It’s a coronavirus-free zone as we bring you an interesting longread each evening to take your mind off the news.

EVERY WEEK, WE bring you a round-up of the best longreads of the past seven days in Sitdown Sunday.

For the next few weeks, we’ll be bringing you an evening longread to enjoy. With the news cycle dominated by the coronavirus situation, we know it can be hard to take your mind off what’s happening.

So we want to bring you an interesting read every weekday evening to help transport you somewhere else.

We’ll be keeping an eye on new longreads and digging back into the archives for some classics.

The seed saver

A lovely look at people who do important work quietly. Meet the man who has spent a lifetime saving seeds – and scattering them around the US.

(Down East, approx 19 mins reading time)

* * * * * * *

> Task item
In the passage about evening longreads, what is the approximate reading time given for the seed saver piece? You can set aside the listing that comes after this.

* * * * * * *

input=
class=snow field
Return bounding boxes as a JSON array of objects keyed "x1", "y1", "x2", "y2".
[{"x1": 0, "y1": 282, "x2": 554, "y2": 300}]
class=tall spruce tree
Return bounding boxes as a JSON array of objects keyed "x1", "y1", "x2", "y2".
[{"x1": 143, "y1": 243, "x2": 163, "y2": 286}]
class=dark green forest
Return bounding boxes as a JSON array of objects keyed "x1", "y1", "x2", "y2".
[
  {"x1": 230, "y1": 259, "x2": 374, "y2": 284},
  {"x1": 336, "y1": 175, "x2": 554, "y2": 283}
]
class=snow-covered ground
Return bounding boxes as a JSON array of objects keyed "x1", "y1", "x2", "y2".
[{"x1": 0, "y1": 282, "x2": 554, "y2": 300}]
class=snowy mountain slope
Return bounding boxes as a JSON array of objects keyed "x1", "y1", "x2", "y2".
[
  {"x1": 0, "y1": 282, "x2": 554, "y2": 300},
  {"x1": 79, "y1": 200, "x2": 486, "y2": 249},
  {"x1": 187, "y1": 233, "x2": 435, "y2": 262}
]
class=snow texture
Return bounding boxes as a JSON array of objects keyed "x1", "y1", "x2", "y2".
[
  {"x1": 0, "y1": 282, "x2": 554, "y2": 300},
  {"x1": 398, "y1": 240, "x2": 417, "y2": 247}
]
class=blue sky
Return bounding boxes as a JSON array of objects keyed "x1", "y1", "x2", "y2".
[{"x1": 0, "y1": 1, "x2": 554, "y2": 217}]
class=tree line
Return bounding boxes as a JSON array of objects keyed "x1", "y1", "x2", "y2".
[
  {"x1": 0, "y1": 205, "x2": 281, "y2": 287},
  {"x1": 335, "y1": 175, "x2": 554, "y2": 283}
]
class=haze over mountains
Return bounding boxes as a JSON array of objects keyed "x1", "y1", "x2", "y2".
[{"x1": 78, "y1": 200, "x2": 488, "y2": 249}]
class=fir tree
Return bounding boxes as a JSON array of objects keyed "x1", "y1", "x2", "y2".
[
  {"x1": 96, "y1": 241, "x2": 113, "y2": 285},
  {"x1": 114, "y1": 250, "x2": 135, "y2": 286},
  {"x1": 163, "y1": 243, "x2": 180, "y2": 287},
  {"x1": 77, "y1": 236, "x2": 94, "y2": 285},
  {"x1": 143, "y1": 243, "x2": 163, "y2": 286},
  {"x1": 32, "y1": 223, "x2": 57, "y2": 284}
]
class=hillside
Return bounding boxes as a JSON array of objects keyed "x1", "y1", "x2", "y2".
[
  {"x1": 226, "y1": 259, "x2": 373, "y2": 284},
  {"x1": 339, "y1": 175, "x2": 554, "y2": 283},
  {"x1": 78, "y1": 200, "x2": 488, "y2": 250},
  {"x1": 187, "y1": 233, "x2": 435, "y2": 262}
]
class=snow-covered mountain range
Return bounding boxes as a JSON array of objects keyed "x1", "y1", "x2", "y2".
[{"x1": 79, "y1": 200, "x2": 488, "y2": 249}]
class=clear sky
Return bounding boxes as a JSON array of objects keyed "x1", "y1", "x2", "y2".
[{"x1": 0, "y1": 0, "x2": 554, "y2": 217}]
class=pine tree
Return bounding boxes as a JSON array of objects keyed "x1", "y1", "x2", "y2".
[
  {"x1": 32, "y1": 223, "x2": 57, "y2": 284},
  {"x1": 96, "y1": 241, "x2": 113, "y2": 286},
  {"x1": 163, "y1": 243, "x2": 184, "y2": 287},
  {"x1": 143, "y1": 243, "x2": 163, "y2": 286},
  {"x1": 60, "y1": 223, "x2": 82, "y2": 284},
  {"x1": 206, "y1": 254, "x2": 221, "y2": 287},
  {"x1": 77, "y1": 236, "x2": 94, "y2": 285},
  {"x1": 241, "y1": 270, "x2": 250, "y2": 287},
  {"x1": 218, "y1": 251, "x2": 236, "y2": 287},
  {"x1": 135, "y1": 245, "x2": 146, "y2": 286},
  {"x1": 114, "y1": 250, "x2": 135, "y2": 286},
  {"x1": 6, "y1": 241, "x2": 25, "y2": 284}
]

* * * * * * *

> The completed task
About 19 minutes.